■ **Required action A**
In the passage on digital fashion shows, how long has Candice Pinto been modelling?
■ **Required action B**
Reproduce everything in the passage on digital fashion shows from "Digital show amid" down to "businesses, IMG Reliance.".

■ **Selected text**
┌────────

So how does a digital show work? A camera crew captures models walking on a ramp, showcasing the dsigns; multiple shots of different camera angles are then edited and presented in a grand way.
In contemporary fashion shows, models have to work fast since they showcase multiple outfits in a single show. In contrast, digital shows take more time due to re-takes to ensure the team gets the perfect shot. “The camera zooms in on designs and models need patience to follow instructions to suit the camera,” says Candice Pinto, who has modelled for two decades. She calls the cheering audience in a live show ‘an extra boost’. “We do miss that element but after having done fashion shows for so many years, it doesn’t affect us.”
Digital show amid safety measures
- One can be at home and still sit in the front row to watch Amit Agarwal’s new collection or a multi-designer showcase at the first digital Lakme Fashion week (LFW) between October 20 to 25. Organised jointly by Lakmé and IMG Reliance, the virtual fashion platform showcases season-fluid collections, Gen Nex shows and sustainable fashion. “The platform embarks on a digital journey with new formats of display using advanced technology; While events that we manage are held over several months, adapting the same level of safety regulations for a five-day shoot was a challenge,” says Jaspreet Chandok, Head – lifestyle businesses, IMG Reliance.

└────────

■ **Extracted information**
┌────────

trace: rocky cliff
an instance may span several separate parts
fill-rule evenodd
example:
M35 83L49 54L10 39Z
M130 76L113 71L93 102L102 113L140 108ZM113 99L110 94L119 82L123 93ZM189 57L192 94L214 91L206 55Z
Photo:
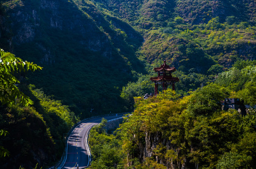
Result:
M1 47L44 68L28 75L28 83L83 117L91 108L121 111L117 89L131 80L131 70L143 71L135 55L143 41L139 33L90 1L5 0L2 5L1 35L10 33L5 33L8 39L1 35Z

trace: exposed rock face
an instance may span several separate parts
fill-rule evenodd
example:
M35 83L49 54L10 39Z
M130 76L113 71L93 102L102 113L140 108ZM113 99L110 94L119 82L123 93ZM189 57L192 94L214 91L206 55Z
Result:
M168 169L188 168L188 166L186 166L187 164L186 159L183 159L184 162L182 163L180 162L173 161L172 160L167 160L165 158L160 158L154 154L154 151L158 145L162 145L165 147L166 150L173 150L178 154L179 150L173 147L170 140L163 138L162 134L159 133L150 133L149 132L146 132L145 134L145 144L140 145L139 146L139 158L141 162L144 161L148 157L154 156L157 162L164 164Z

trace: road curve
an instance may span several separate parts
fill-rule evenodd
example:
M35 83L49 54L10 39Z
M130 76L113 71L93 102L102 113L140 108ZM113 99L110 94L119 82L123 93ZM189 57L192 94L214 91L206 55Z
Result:
M74 129L67 141L67 151L65 163L58 169L84 169L87 167L91 160L91 153L87 144L87 138L90 129L99 124L101 119L110 120L121 117L123 115L106 116L88 120L80 124Z

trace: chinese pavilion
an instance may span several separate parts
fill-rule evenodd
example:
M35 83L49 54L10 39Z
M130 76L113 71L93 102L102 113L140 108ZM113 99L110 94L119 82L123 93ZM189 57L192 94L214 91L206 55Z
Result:
M173 85L173 90L175 89L174 84L176 82L180 81L178 77L174 77L172 73L176 71L174 67L170 67L164 61L164 63L159 68L155 68L154 70L157 72L157 77L150 77L150 80L155 83L155 96L157 94L158 84L162 84L163 90L166 90L168 84Z

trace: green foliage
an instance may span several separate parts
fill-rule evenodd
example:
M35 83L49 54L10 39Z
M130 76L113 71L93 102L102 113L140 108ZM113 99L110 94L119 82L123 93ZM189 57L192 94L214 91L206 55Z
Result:
M230 93L211 83L181 99L171 90L136 98L134 112L117 131L127 162L136 169L253 168L256 116L254 111L242 116L221 110L221 101Z
M4 130L0 130L0 136L3 135L6 136L9 132ZM8 156L10 155L9 151L6 149L4 148L3 146L0 146L0 158L5 157L5 156Z
M16 86L20 82L15 73L34 71L42 68L33 62L23 61L8 52L0 49L0 101L2 104L11 107L17 102L25 107L33 103L32 101L20 92Z
M193 115L211 115L221 109L221 101L230 93L227 89L211 83L192 94L188 109Z
M223 155L217 164L218 169L248 169L248 162L251 158L230 152Z

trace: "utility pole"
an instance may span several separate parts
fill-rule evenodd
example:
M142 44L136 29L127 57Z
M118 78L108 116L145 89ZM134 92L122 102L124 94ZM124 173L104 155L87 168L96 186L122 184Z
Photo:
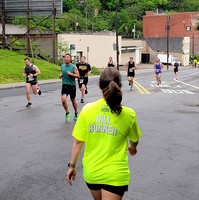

└────────

■ **Exercise output A**
Two decades.

■ **Exercise output B**
Digital show amid safety measures
- One can be at home and still sit in the front row to watch Amit Agarwal’s new collection or a multi-designer showcase at the first digital Lakme Fashion week (LFW) between October 20 to 25. Organised jointly by Lakmé and IMG Reliance, the virtual fashion platform showcases season-fluid collections, Gen Nex shows and sustainable fashion. “The platform embarks on a digital journey with new formats of display using advanced technology; While events that we manage are held over several months, adapting the same level of safety regulations for a five-day shoot was a challenge,” says Jaspreet Chandok, Head – lifestyle businesses, IMG Reliance.